(Stored data)
------------------------
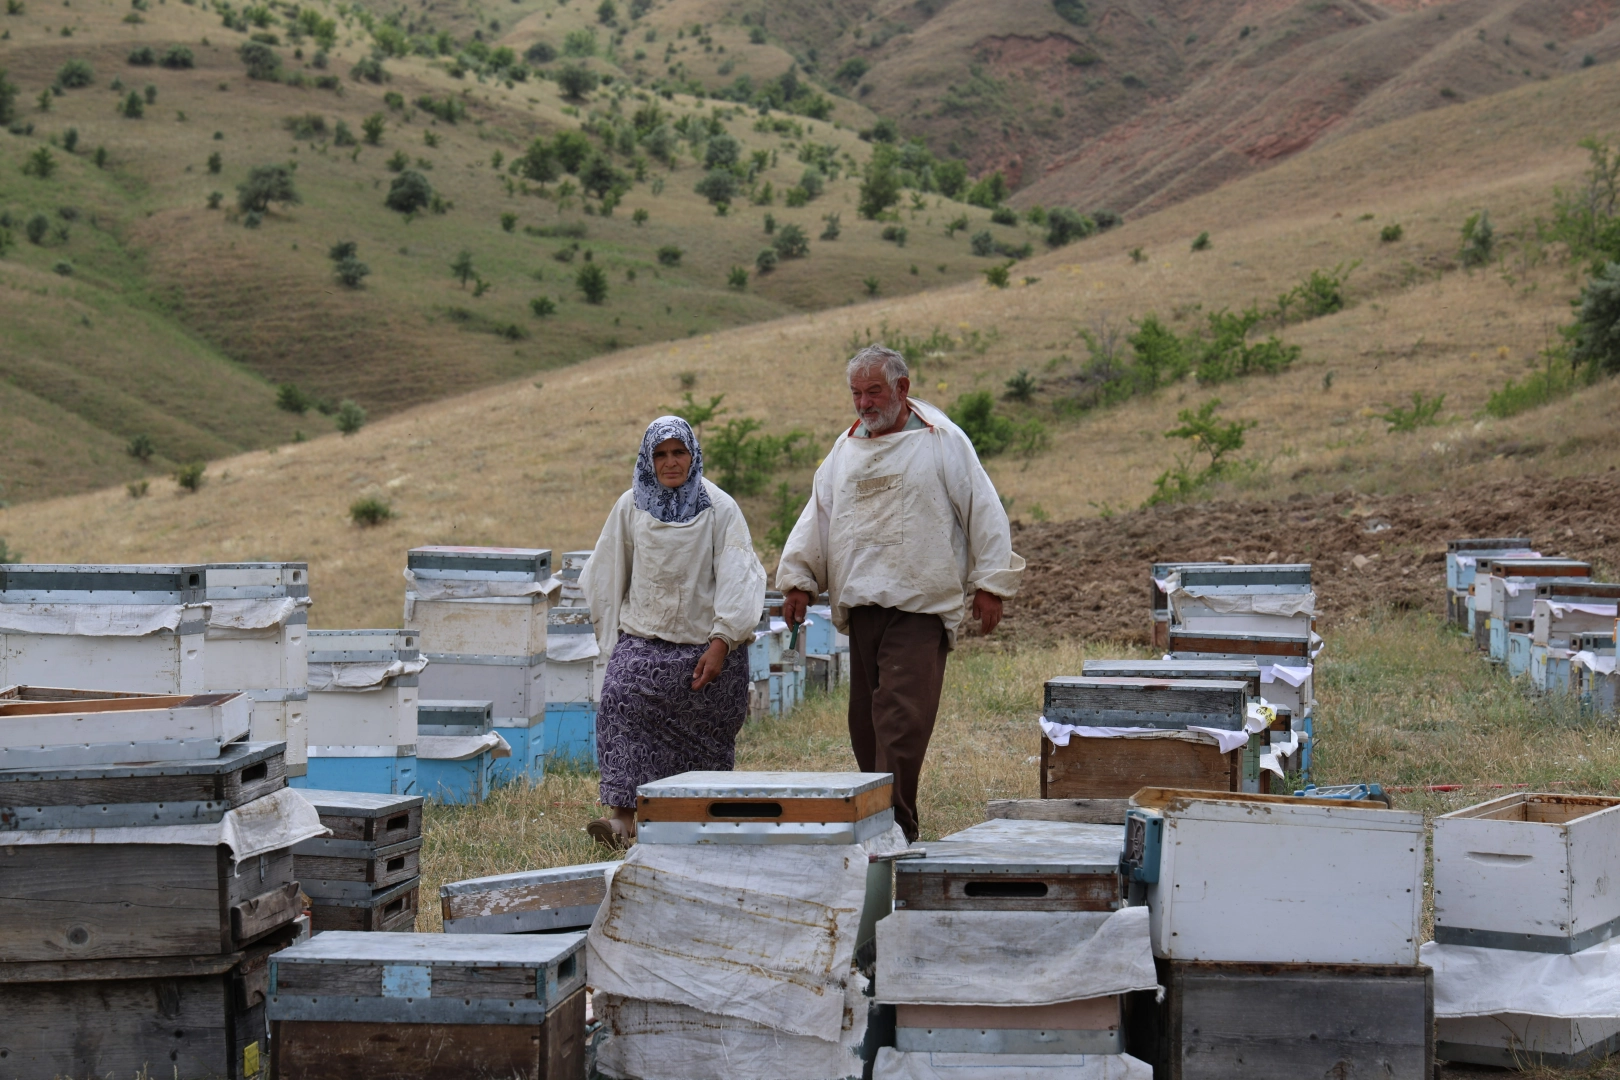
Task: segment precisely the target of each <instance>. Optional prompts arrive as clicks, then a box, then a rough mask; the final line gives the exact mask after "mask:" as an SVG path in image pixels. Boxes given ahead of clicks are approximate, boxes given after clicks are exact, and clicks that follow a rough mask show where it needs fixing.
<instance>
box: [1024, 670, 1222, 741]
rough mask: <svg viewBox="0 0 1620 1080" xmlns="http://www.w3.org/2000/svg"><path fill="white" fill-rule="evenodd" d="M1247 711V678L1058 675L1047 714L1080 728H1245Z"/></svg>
mask: <svg viewBox="0 0 1620 1080" xmlns="http://www.w3.org/2000/svg"><path fill="white" fill-rule="evenodd" d="M1247 709H1249V688H1247V685H1246V683H1243V682H1231V680H1204V678H1100V677H1090V675H1059V677H1058V678H1048V680H1047V699H1045V709H1043V714H1045V717H1047V719H1048V721H1051V722H1053V724H1072V725H1076V727H1160V729H1184V727H1220V729H1225V730H1241V729H1243V725H1244V721H1246V719H1247Z"/></svg>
------------------------
■ Problem ■
A verbatim copy of the entries, without the pictures, is what this task requires.

■ Reply ■
Task: segment precisely the target of each <instance>. Optional prompts arrive as clicks, then a box, then a rough mask; the final line gives the exact mask after "mask:" as an SVG path in image pixels. Boxes given ahead of clicks are approximate, boxes given after clicks are exact, and clicks that follow a rough mask show where it needs fixing.
<instance>
box: [1024, 670, 1222, 741]
rough mask: <svg viewBox="0 0 1620 1080" xmlns="http://www.w3.org/2000/svg"><path fill="white" fill-rule="evenodd" d="M1247 711V678L1058 675L1047 714L1080 728H1245Z"/></svg>
mask: <svg viewBox="0 0 1620 1080" xmlns="http://www.w3.org/2000/svg"><path fill="white" fill-rule="evenodd" d="M1247 709H1249V688H1247V685H1246V683H1243V682H1231V680H1204V678H1100V677H1090V675H1059V677H1058V678H1048V680H1047V699H1045V709H1043V714H1045V717H1047V719H1048V721H1051V722H1053V724H1072V725H1076V727H1160V729H1184V727H1220V729H1225V730H1241V729H1243V725H1244V721H1246V719H1247Z"/></svg>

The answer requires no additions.